[Collected data entries]

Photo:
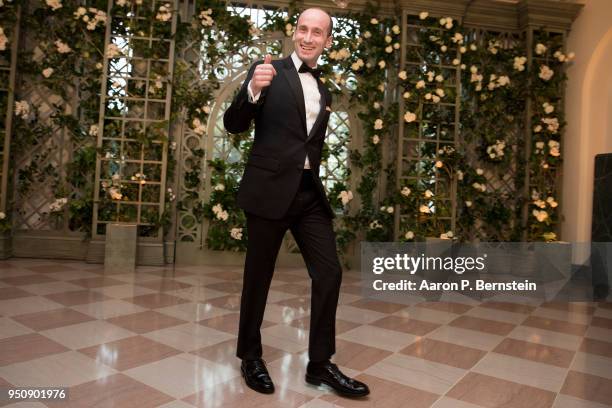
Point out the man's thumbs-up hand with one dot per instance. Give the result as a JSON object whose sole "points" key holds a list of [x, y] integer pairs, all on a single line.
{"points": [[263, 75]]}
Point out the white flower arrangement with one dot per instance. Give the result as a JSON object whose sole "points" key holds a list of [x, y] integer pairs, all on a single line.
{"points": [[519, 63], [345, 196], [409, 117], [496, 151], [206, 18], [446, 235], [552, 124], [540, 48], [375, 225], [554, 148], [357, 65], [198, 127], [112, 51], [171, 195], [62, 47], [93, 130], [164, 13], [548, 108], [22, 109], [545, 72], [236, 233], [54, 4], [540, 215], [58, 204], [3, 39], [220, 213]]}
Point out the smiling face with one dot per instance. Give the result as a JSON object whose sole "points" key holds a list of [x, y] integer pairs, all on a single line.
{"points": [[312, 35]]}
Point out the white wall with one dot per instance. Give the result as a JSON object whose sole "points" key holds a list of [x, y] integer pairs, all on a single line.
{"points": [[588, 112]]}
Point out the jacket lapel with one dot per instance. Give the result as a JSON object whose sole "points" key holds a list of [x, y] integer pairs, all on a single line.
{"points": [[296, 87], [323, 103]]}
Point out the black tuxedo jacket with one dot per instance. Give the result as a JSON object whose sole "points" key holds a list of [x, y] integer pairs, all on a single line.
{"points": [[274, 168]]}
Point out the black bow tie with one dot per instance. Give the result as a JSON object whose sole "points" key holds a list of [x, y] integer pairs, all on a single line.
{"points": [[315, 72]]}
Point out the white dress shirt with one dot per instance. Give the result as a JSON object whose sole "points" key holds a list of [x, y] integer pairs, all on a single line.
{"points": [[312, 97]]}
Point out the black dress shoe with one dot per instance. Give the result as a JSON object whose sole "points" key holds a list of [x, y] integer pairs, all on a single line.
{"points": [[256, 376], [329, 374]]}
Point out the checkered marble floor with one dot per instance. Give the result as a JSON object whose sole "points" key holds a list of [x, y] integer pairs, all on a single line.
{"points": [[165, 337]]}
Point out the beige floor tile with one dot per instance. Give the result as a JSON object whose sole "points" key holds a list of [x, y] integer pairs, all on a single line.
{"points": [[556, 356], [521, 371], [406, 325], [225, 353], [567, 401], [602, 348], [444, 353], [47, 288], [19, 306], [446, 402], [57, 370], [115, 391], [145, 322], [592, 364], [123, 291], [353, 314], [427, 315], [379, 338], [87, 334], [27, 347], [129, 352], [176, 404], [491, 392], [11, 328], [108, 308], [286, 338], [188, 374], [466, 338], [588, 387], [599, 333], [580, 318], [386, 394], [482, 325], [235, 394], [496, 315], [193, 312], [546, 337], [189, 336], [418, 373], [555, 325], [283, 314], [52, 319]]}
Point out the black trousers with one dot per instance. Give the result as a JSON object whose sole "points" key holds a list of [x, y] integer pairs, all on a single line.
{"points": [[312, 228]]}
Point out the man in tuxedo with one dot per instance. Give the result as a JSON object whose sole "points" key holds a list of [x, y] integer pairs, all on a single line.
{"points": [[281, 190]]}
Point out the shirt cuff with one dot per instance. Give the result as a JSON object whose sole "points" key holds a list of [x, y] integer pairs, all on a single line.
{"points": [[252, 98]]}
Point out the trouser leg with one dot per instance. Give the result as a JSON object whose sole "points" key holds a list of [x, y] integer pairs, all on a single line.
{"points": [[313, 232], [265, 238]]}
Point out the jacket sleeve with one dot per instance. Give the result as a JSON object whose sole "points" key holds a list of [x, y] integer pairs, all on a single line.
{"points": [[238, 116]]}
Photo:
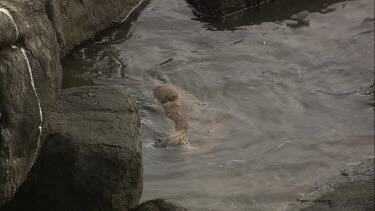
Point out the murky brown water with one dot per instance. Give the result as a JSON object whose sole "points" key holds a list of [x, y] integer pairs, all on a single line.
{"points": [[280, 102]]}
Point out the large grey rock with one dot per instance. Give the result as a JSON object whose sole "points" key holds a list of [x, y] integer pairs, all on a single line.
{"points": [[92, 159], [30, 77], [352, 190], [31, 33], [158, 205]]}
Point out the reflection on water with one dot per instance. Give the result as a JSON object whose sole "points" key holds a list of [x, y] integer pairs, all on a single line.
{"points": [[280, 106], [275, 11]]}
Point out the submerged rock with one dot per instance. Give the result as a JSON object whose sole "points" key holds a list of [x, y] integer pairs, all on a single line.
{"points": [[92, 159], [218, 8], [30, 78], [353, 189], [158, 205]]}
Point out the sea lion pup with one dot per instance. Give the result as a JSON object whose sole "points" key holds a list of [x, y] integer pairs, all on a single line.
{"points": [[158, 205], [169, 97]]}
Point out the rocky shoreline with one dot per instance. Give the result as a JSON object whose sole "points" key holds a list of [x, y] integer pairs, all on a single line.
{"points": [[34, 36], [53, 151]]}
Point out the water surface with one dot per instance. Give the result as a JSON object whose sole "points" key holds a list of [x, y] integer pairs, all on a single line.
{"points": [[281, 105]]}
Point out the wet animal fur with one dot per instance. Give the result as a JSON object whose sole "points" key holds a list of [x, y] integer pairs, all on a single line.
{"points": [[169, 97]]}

▸ **What you will do**:
Exact copy, no pictures: write out all the records above.

▸ **Your solution**:
Photo:
Point out the man's thumbs-up hand with one dot per instance. Give the result as a JSON object whose sole "points" key holds a list of [x, y] integer pairs, all on a single line.
{"points": [[263, 75]]}
Point out the white flower arrangement with one dot per instance. Give the result as a JSON object whose sole "points" key holds a list of [x, y] integer pairs, all on a single line.
{"points": [[519, 63], [345, 196], [409, 117], [496, 151], [206, 18], [446, 235], [552, 124], [540, 48], [375, 225], [554, 148], [357, 65], [198, 127], [112, 51], [171, 195], [62, 47], [93, 130], [164, 13], [548, 108], [22, 109], [545, 72], [236, 233], [54, 4], [540, 215], [58, 204], [3, 39], [220, 213]]}
Point out the smiling face with one dot per instance. Give the result as a JSON object whose sole "points" key holds a list of [x, y] integer pairs, all on a single line.
{"points": [[312, 35]]}
Point out the white wall with one dot per instance. Give the result as a JSON object whose sole "points" key holds a list of [x, y] integer pairs, all on a single line.
{"points": [[588, 112]]}
Point out the jacket lapel with one dot per instance. Give the result as a JSON object whose sole "points" key holds a list of [x, y] integer pairs, all on a single line.
{"points": [[296, 87], [323, 103]]}
Point out the black tuxedo jacket with one dot per instance. Give the result as a JSON object whose sole "points" key holds a list of [x, y] integer pairs, all on a single line.
{"points": [[274, 168]]}
Point out the black bow tie with one dot per instance. Give the result as a JSON object whose sole "points" key holds a list of [x, y] integer pairs, all on a single line.
{"points": [[315, 72]]}
Point out the white dress shirt with one dot per instance. Give the result as a JSON object whose sole "points" key holds a list of [x, y] integer pairs, all on a single line.
{"points": [[312, 97]]}
Point out the black dress shoe with one dot per instance. Give the result as a JSON object whose sole "points" key holds a list of [x, y] integer pairs, all on a single line.
{"points": [[256, 376], [329, 374]]}
Point out the checkered marble floor with one dot per instance. Give the result as a JSON object whose sole "points" key holds a list of [x, y] integer pairs, all on a single line.
{"points": [[165, 337]]}
Point out the beige floor tile with one dot per instance. Give the result as a JSON object whose sole "points" key holds a list of [x, y] integer pairs, all on a single line.
{"points": [[556, 356], [521, 371], [406, 325], [225, 353], [567, 401], [602, 348], [444, 353], [47, 288], [19, 306], [446, 402], [57, 370], [115, 391], [145, 322], [592, 364], [123, 291], [353, 314], [427, 315], [379, 338], [87, 334], [27, 347], [129, 352], [176, 404], [491, 392], [11, 328], [108, 308], [286, 338], [188, 374], [466, 338], [588, 387], [599, 333], [580, 318], [386, 394], [482, 325], [235, 394], [496, 315], [193, 312], [546, 337], [189, 336], [418, 373], [555, 325], [283, 314], [52, 319]]}
Point out the black trousers with one dot per instance. Give the result as a JSON object whose sole "points" key holds a list of [x, y] integer pairs, all on a single line.
{"points": [[312, 228]]}
Point out the man in tuxedo with one dot per instance. Give the result as a JSON object whose sole "points" key holds a list of [x, y] integer pairs, all on a single line.
{"points": [[281, 190]]}
Point out the shirt cuff with one dot per instance. Give the result as a JSON object whose sole "points" key holds a list of [x, y] integer pairs, all on a single line.
{"points": [[252, 98]]}
Point out the trouser leg with one dot per instance. Give the result as a JSON object whose sole "points" key holds a list of [x, y] integer pairs, all on a single line.
{"points": [[313, 232], [265, 238]]}
Point out the jacket sleeve with one dot per instance. Give the result as a JSON object whose sole "points" key holds a list of [x, y] integer pairs, all on a single line.
{"points": [[238, 116]]}
Photo:
Point out the murky brown water with one dot per instance. Give the result as a JSON object whose sole "points" key holds a list of [x, y] integer pairs, all on a single line.
{"points": [[280, 102]]}
Point out the large grey rock with one dot per instance. Give the result as a JSON object whose sole "points" key holds a list of [x, y] integer pairs, all on a single line.
{"points": [[92, 159], [30, 77], [352, 190], [31, 33], [158, 205]]}
Point out the reflection on water with one dot per instance. Give the result as a JSON object whose sole "points" key holds a list of [x, y] integer pairs, all on a single line.
{"points": [[280, 106], [275, 11]]}
Point out the submerged rock with one dot per instance. Give the result as a JSON object whose sole "points" key holds a list of [x, y] integer pairs, all on a single line.
{"points": [[92, 159], [218, 8], [30, 78], [353, 189], [158, 205]]}
Point out the sea lion pup with one dot per instance. Give the result as a JSON object whose sole "points" key holds a list of [x, y] integer pairs, all on a single line.
{"points": [[158, 205], [169, 97]]}
Point out the rocky shoreline with one dot per instance. Give the result as a JSON object whose sole "points" key holds a list of [x, y] integer pairs, all on a single line.
{"points": [[34, 36], [53, 151]]}
Point out the water surface with one dot per instance. Give the result as a JSON object whose sole "points" key holds a list of [x, y] integer pairs, all on a single line.
{"points": [[281, 105]]}
Point out the wet animal fur with one dot per instance. Give the result as a JSON object whose sole "points" key holds a list of [x, y] integer pairs, all on a single line.
{"points": [[169, 97]]}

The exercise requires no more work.